Fascistes ? Surtout brutes avinées et arriérées.

Ce texte a été écrit par Gérard Charollois, indigné par un évènement qui nous a été relaté par une personne témoin d'une scène indigne de notre temps ... Ce témoignage est reproduit après l'article ci-dessous.


La prise de conscience du caractère sensible de l’animal, le souhait de sauver la biodiversité, la préoccupation face à la mort de la nature, génèrent chez l’immense majorité de nos contemporains une mentalité nouvelle faite de sympathie pour le vivant.
Cette immense majorité souhaite la présence du loup, de l’ours, du lynx et des oiseaux dans nos forêts, nos montagnes.
Mais une minorité haineuse, violente, brutale et primaire veut tuer, aseptiser, détruire la vie et se révèle d’une agressivité délictueuse envers toute personne évoluée, consciente, éclairée.

Court exercice 1: Recopiez le passage de l'extrait choisi qui s'ouvre sur les mots contenant « Fascistes ? Surtout » et se clôt sur « forêts, nos montagnes. ».
Court exercice 2: Affichez chaque ligne de la liste qui contient le mot « dark », en tenant compte des majuscules et des minuscules.

Données de l'exercice:
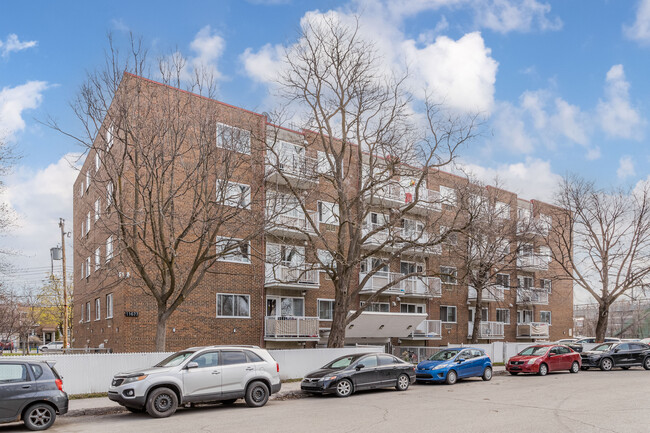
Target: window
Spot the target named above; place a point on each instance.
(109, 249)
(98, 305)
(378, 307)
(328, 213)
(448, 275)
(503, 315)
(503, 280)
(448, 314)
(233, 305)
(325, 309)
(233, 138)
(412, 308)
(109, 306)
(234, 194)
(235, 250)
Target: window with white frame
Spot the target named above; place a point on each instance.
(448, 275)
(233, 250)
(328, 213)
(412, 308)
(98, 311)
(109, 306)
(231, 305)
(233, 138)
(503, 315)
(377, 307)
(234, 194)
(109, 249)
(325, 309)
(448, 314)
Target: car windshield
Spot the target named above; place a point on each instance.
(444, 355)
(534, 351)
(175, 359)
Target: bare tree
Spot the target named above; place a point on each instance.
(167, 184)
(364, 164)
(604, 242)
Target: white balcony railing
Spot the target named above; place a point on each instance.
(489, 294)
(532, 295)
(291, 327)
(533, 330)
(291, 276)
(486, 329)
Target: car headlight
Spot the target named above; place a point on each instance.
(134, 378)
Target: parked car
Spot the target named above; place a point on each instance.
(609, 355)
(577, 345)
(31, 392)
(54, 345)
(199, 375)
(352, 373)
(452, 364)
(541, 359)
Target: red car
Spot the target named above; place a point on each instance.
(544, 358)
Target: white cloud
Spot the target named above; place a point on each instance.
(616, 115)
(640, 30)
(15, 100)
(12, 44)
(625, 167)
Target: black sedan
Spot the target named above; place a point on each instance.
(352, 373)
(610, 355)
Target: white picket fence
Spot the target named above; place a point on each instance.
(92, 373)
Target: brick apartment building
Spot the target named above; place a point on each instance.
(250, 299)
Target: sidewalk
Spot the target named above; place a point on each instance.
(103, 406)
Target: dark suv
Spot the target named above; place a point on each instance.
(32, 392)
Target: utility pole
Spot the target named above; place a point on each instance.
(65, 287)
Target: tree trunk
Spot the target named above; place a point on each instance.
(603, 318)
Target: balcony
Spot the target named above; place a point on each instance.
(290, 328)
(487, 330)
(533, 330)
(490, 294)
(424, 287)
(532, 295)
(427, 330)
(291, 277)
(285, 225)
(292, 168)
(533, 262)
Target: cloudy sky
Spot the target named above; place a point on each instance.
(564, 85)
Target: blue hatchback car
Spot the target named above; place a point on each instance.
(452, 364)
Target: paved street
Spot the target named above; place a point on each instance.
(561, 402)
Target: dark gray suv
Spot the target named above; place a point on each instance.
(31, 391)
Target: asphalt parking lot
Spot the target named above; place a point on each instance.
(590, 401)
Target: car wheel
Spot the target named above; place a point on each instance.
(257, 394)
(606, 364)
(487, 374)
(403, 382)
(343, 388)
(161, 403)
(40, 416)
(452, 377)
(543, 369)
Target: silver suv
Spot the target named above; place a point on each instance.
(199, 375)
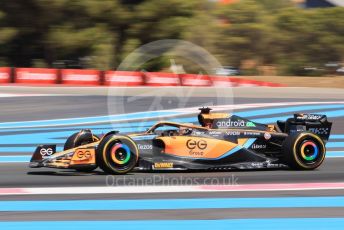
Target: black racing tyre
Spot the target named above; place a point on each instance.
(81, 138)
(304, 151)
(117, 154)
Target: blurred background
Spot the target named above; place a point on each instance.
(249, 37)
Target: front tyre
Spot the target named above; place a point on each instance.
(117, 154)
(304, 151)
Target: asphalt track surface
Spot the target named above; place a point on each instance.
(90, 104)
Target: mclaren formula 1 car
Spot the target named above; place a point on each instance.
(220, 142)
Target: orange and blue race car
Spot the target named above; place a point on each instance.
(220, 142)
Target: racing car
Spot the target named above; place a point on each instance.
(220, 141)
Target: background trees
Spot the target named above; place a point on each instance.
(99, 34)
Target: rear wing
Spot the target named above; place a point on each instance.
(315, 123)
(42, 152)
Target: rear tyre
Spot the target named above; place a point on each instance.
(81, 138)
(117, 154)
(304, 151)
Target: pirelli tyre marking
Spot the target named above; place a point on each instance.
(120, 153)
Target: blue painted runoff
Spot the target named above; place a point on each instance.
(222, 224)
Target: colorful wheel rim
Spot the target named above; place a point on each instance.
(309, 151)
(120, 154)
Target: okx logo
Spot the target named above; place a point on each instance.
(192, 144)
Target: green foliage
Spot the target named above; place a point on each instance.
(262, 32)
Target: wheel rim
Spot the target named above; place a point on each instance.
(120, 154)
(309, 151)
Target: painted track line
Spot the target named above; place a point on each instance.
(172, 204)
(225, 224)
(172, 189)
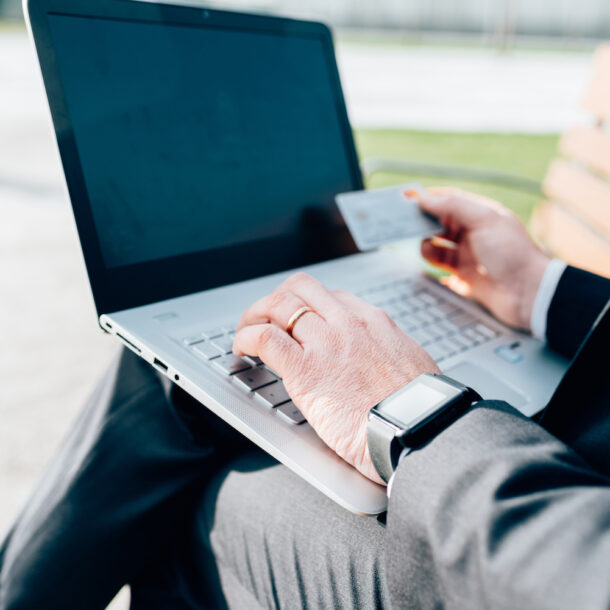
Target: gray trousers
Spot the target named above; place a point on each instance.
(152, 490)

Résultat 1:
Fascistes ? Surtout brutes avinées et arriérées.

Ce texte a été écrit par Gérard Charollois, indigné par un évènement qui nous a été relaté par une personne témoin d'une scène indigne de notre temps ... Ce témoignage est reproduit après l'article ci-dessous.


La prise de conscience du caractère sensible de l’animal, le souhait de sauver la biodiversité, la préoccupation face à la mort de la nature, génèrent chez l’immense majorité de nos contemporains une mentalité nouvelle faite de sympathie pour le vivant.
Cette immense majorité souhaite la présence du loup, de l’ours, du lynx et des oiseaux dans nos forêts, nos montagnes.

Résultat 2:
Target: dark suv
Target: dark gray suv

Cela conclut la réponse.